Task directions — Return the records that follow, matching each one exactly.

[Referring expression data]
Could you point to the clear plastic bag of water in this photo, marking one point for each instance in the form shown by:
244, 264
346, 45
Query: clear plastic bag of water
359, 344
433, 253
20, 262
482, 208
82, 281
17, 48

Reply to the task —
Could you point to the clear plastic bag of water in this photo, marking one point for each instance in the form shown by:
244, 264
346, 45
Query: clear plastic bag of water
359, 344
433, 253
20, 262
482, 208
82, 281
17, 48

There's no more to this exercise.